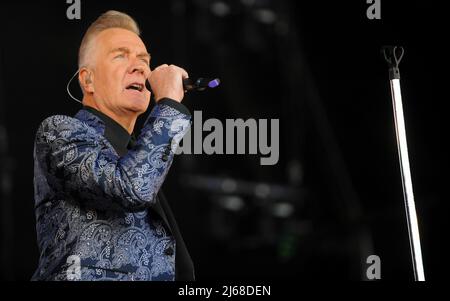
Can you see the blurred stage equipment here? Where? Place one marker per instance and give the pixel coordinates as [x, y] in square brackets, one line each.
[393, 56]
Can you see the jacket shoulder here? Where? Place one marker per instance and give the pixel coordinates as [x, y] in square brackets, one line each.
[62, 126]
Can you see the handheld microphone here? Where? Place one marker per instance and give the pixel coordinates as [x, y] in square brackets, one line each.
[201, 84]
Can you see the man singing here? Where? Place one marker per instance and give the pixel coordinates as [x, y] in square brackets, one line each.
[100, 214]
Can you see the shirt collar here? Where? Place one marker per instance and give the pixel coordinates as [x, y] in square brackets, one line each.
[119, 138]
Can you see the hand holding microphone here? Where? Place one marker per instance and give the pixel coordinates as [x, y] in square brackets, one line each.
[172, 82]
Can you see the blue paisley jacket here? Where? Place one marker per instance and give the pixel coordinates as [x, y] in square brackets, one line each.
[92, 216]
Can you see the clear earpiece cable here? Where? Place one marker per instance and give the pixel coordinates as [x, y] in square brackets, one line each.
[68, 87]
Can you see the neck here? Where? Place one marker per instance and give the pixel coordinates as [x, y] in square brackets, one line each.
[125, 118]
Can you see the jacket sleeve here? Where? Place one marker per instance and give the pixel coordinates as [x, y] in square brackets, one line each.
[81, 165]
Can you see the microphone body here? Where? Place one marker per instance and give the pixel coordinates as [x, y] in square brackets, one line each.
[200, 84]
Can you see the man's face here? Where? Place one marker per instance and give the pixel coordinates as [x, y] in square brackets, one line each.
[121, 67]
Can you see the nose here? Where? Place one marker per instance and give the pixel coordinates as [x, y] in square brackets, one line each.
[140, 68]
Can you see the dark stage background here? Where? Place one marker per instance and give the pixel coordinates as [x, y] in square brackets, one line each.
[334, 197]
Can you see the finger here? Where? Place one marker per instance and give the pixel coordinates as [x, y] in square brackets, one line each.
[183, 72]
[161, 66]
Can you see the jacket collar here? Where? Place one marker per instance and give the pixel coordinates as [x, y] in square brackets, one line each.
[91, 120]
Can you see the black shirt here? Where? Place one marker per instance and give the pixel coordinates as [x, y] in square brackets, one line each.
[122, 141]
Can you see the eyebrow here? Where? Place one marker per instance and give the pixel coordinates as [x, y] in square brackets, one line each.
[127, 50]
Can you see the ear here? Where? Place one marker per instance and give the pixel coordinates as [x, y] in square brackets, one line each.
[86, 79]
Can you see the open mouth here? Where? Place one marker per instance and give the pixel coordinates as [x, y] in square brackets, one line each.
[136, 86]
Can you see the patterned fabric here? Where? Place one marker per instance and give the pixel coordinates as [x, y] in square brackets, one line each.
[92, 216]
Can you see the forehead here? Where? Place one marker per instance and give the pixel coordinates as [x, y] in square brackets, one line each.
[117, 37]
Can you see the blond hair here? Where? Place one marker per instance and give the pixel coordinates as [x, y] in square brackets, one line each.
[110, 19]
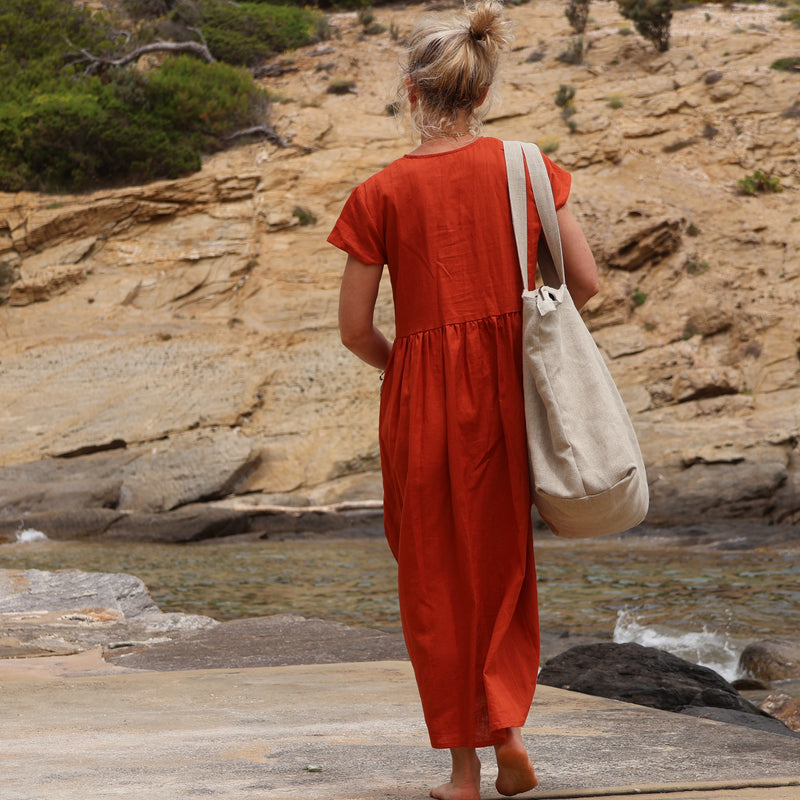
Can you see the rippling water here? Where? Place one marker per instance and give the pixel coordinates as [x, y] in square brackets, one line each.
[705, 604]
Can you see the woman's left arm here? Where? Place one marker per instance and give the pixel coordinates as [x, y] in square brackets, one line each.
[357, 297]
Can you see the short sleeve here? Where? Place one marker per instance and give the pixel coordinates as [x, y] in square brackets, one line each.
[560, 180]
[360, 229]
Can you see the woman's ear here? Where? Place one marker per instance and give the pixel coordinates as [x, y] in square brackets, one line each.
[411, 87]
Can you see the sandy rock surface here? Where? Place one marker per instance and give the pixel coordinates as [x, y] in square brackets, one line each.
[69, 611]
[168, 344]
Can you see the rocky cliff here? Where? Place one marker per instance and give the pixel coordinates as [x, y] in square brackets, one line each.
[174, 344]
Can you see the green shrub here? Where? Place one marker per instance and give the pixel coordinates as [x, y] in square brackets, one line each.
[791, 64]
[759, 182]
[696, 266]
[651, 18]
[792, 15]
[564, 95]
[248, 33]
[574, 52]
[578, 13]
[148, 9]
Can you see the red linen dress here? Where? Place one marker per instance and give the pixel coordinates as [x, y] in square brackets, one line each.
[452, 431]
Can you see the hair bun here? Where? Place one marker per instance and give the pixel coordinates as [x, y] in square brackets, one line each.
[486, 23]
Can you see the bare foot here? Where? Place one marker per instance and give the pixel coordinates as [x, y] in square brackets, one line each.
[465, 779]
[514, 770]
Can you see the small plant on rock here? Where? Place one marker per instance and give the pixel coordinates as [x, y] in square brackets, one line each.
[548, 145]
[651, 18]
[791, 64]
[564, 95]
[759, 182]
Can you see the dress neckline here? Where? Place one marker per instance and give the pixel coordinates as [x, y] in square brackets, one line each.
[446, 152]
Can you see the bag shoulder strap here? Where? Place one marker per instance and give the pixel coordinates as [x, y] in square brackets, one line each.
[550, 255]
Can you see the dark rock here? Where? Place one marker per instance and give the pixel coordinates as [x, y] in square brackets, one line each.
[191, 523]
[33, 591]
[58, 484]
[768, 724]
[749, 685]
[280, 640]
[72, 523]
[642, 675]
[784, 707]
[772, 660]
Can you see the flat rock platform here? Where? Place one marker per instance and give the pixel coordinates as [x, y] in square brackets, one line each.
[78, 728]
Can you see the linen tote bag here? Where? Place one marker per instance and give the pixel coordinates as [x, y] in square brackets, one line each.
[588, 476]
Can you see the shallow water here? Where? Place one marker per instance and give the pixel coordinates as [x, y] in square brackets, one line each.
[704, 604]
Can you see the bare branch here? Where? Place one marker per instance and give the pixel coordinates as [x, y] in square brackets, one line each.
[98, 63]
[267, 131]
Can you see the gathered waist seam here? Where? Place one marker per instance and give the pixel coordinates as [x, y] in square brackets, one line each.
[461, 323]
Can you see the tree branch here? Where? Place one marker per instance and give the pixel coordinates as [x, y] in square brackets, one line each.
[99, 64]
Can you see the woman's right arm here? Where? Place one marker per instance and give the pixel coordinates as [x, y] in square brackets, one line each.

**REQUIRED TASK:**
Return the entries unchanged, save for the pictures, which do not belong in the copy.

**COMPLETE OUTPUT:**
Can you see the blurred stage equipment here? Where? Place one marker per instance and give the pixel coordinates as [x, y] in square brackets, one line each.
[393, 56]
Can you see the jacket shoulder here? Where? Place one marker per instance and give the pixel coordinates as [x, y] in square brackets, one line each.
[62, 126]
Can you see the handheld microphone here? Where? Place one marker per instance and give the pixel coordinates as [x, y] in square brackets, one line each.
[201, 84]
Can you see the man singing here? Where? Place one marker per instance and give the pixel coordinates as [x, y] in square brackets, one line each.
[100, 214]
Can you see the shirt collar here? Where? Place one marker per instance and give the pixel coordinates as [x, y] in square brackets, one line each.
[119, 138]
Can you see the hand holding microphone here? Where? Place one marker per instance and give the pixel coordinates as [x, y] in square brackets, one line each.
[172, 82]
Can you see the blue paisley jacket here? Where? Place one marker per instance and give the pixel coordinates as [x, y] in square brackets, one line each.
[92, 216]
Can you see the clear earpiece cable here? Where? Place one marker per instance and give the pixel coordinates as [x, y] in square brackets, one line each.
[68, 87]
Can you see the neck here? Where? Place one marker per instance and give the pixel coordinates as [x, y] in square brackets, one line each.
[125, 118]
Can you see the jacket sleeve here? Where? Place one marker per instance and give the pixel coordinates as [x, y] in square brackets, one line each.
[81, 165]
Can you see the microphone body here? Where? Place one marker per instance and give the pixel coordinates as [x, y] in square brackets, one line each.
[200, 84]
Can you see the man's face here? Where? Place one marker per instance and give the pixel coordinates as [x, y] in square brackets, one line each.
[121, 67]
Can you see the nose here? Where? Place one marker per instance and give the pixel coordinates as [x, y] in square brackets, one line each.
[140, 68]
Can you see the dark stage background here? Where? Place one marker per instance and give the pixel coordinates as [x, y] in square brackets, one line each.
[334, 197]
Can you see the finger here? Where? Place one marker per instance and give the pixel coordinates as [x, y] in square brackets, one line each.
[183, 72]
[161, 66]
Can you see the jacket collar here? Where? Place one marker per instance and give the pixel coordinates as [x, y] in square brackets, one line each.
[91, 120]
Can you see the black shirt here? Where? Place one marker per instance and give the pixel coordinates as [x, y] in square brackets, one line each.
[122, 141]
Can you see the eyebrow here? Where? Place one marker per instance and give the pixel coordinates as [x, y] in square brackets, one line each.
[127, 50]
Can you see the ear here? Where? Place one marker per instance and give the pixel coordinates as [x, y] in square brackets, one line each.
[86, 79]
Can you see the open mouth here? Where? Place one marker per instance and give the pixel coordinates as [x, y] in square brackets, one line each.
[136, 86]
Can you see the patterned fabric here? Where? Place one marker per instance and give the pixel coordinates as [x, y] in square brackets, one line each.
[92, 216]
Can you see the forehead here? Where? Place one marker per instance and give the pixel coordinates as [x, y] in square brackets, one line each.
[117, 37]
Can you see the blond hair here? Where? Place one marker per instance and give the pixel coordinates as [x, y] in square brackets, one line each.
[110, 19]
Can you see the rippling water here? Where? Place one marker per instance and give the pixel coordinates as [x, y] in square brackets, one line each.
[705, 604]
Can you see the woman's left arm here? Where? Place one marker per instance and give the pixel coordinates as [x, y] in square brackets, one line each.
[357, 297]
Can you see the short sleeve here? Where? Place one marker per instance and give the pixel coordinates as [x, y] in square brackets, one line each.
[560, 180]
[360, 229]
Can you see the woman's ear here? Where? Place one marker per instance and give the pixel coordinates as [x, y] in square brackets, one line each.
[411, 87]
Can you see the sandy rock surface here? Where? Place one marker per instance and give the pixel coordinates as [x, y] in square brackets, one line each.
[69, 611]
[168, 344]
Can you see the rocky cliff here? Where? Place one marker per instance and give the pixel coordinates as [x, y] in square brackets, one line each.
[174, 344]
Can you see the green shrub here? Where? Place one marker per instance and give the pixel coordinates as [x, y] in square brackets, one line each.
[791, 64]
[759, 182]
[696, 266]
[651, 18]
[792, 15]
[564, 95]
[248, 33]
[574, 52]
[578, 13]
[148, 9]
Can you see the red linen dress here? Where? Place one marker per instance and give the pixel coordinates as [x, y] in square brackets, one line each.
[452, 431]
Can you see the hair bun here? Where? Place one marker per instance and give the pixel coordinates as [x, y] in square brackets, one line each.
[486, 23]
Can you see the bare foot here? Where? Place one marker per instance and give the pixel coordinates as [x, y] in square brackets, one line each.
[465, 779]
[514, 770]
Can you see the small plant on rock here? Where? Place one marker per instance and give the pixel coordinates as [x, y] in square brackets, one line each.
[548, 145]
[651, 18]
[791, 64]
[564, 95]
[759, 182]
Can you see the dress neckline here? Where? Place one marker per instance and give the pixel coordinates as [x, y] in square brackets, one line each.
[446, 152]
Can you see the bag shoulder strap here? Where? Place one marker per instance and give the pixel coordinates as [x, y] in square brackets, one line each.
[550, 255]
Can you see the dark rock here? Where? Place one marker per instance and give the pixel coordinates as [x, y] in square brackets, one line each.
[191, 523]
[33, 591]
[58, 484]
[768, 724]
[749, 685]
[280, 640]
[72, 523]
[642, 675]
[784, 707]
[772, 660]
Can you see the flat rock platform here? Where? Place one marker per instance and give the pixel coordinates as [x, y] in square brackets, one line each.
[78, 728]
Can you see the linen tote bag here? Where? Place one marker per instance and give the pixel coordinates as [x, y] in square brackets, one line each.
[588, 476]
Can you see the shallow water here? Where? Place one marker per instance and give the pixel coordinates as [x, y] in square brackets, one line each.
[704, 604]
Can you see the bare branch here? Where? Place one marker per instance and give the pixel coordinates as [x, y] in square brackets, one line each.
[98, 63]
[267, 131]
Can you see the gathered waist seam here? Where? Place one marker per instance and give the pixel coordinates as [x, y] in square brackets, one line each.
[461, 323]
Can you see the tree branch here? Where? Place one marker per instance and give the pixel coordinates as [x, y] in square brackets, one line each.
[99, 64]
Can you see the woman's right arm here? Where? Place one marker per instance and give the pixel coordinates as [x, y] in square brackets, one line each.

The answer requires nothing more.